# [What you are asked to do]
Revise the listing below so that every occurrence of "in this picture" reads "in this image", leaving all other text unchanged.

# [Material]
════

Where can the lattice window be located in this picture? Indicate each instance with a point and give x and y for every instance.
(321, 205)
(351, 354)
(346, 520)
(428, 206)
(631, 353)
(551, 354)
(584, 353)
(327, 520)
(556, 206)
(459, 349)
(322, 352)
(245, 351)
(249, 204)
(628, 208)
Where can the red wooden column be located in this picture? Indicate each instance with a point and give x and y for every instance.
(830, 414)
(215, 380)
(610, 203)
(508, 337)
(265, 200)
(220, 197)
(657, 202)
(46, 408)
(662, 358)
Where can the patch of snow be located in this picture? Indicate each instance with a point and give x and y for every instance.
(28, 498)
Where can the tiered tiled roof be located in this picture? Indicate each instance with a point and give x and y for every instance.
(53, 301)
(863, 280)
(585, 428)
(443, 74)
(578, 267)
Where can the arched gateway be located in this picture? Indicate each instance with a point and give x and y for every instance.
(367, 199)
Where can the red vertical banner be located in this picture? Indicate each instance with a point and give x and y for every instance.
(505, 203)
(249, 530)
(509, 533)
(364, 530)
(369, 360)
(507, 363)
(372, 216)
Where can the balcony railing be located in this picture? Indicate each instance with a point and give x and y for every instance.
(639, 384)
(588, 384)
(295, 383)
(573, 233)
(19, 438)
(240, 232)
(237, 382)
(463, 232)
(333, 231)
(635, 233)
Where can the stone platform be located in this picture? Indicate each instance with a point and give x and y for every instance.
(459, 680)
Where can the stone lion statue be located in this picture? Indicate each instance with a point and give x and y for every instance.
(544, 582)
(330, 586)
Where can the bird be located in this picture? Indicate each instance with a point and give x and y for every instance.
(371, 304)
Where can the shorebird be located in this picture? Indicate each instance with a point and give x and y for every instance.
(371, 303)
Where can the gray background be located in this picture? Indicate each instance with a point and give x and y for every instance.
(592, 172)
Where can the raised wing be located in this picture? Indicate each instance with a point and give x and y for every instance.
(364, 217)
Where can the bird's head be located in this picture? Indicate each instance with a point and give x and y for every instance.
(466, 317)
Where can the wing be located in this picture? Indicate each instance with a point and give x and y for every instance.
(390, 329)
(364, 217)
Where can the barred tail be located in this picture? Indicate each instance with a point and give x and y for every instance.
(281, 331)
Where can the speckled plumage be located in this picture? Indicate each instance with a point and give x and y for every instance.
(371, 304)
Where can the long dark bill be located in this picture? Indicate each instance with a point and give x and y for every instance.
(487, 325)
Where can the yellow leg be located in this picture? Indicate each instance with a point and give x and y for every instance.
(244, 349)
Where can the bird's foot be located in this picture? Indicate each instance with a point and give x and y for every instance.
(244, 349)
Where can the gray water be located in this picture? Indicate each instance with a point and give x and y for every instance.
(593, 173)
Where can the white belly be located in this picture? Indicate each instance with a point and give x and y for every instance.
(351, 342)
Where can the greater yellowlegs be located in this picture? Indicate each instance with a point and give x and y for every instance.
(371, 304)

════

# [Solved exercise]
Where can the lattice window be located in this image? Indicate each instance with a point and give x and y for every instance.
(321, 205)
(351, 354)
(346, 520)
(428, 206)
(631, 353)
(551, 354)
(584, 353)
(327, 520)
(556, 206)
(459, 349)
(322, 352)
(245, 351)
(249, 204)
(628, 208)
Where can the red wooden column be located in this image? Indicate each instance with a point and give x and y for every instance.
(830, 414)
(215, 380)
(610, 203)
(508, 337)
(265, 200)
(220, 197)
(657, 202)
(46, 408)
(662, 358)
Where can the patch of snow be located in this image? Indicate each instance with a point and give x and y for every instance.
(28, 498)
Where can the tiered tiled roof be located in this image? Indicate each instance with a point and give x and y for every instance.
(53, 301)
(863, 280)
(585, 428)
(443, 74)
(578, 267)
Where can the arched gateway be located in this image? Indicate each instance with a point and give x and y for every instance.
(367, 199)
Where can the red vertical banner be located in this image? Indicate each instance with a point and give x and y for every instance.
(505, 203)
(249, 530)
(509, 533)
(364, 530)
(369, 360)
(507, 363)
(372, 216)
Where can the balcony railing be located in this image? Indicate each instance with a point and give x and y for every instance.
(639, 384)
(588, 384)
(295, 383)
(573, 233)
(19, 438)
(240, 232)
(237, 382)
(463, 232)
(333, 231)
(635, 233)
Where can the stone platform be located in this image? Indicate each instance with a point and give x and y for every instance.
(459, 680)
Where can the stone lion statue be located in this image? Indicate each instance with a point and give x and y for every instance.
(544, 582)
(330, 586)
Where can the bird be located in this image? Indicate each instance with a point and give x and y for every instance.
(371, 304)
Where can the shorebird be located in this image? Indicate each instance with a point and give x and y for every instance.
(371, 303)
Where can the gray background be located in this image? Indicate each instance with a point and give x and y for every instance.
(592, 172)
Where can the raised wing be located in this image? Indicate each instance with a point and give x and y for every instance.
(364, 217)
Where can the bird's head be located in this image? Indicate each instance with a point and give x and y for every instance.
(466, 317)
Where can the wing be located in this image? Indicate each instance with a point and give x and y for every instance.
(390, 329)
(364, 217)
Where can the barred tail be located in this image? Indicate each instance with a point and give x and y for every instance.
(281, 331)
Where can the speckled plumage be located in this image? Indicate each instance with a point and give x and y for every instance.
(371, 304)
Where can the long dark bill be located in this image? Indicate each instance with a point and give x and y for every instance.
(487, 325)
Where can the yellow leg be located in this image? Indicate each instance with a point and give x and y for every instance.
(244, 349)
Where can the bird's foot be located in this image? Indicate each instance with a point and give x and y for every instance.
(244, 349)
Where can the gray water be located in this image? Indicate each instance with a point and give x and y for every instance.
(593, 173)
Where can the white belly be located in this image? Indicate each instance with a point and give x and y for every instance.
(351, 342)
Where can the greater yellowlegs be located in this image? Indicate each instance with a point and give x and y for every instance.
(371, 304)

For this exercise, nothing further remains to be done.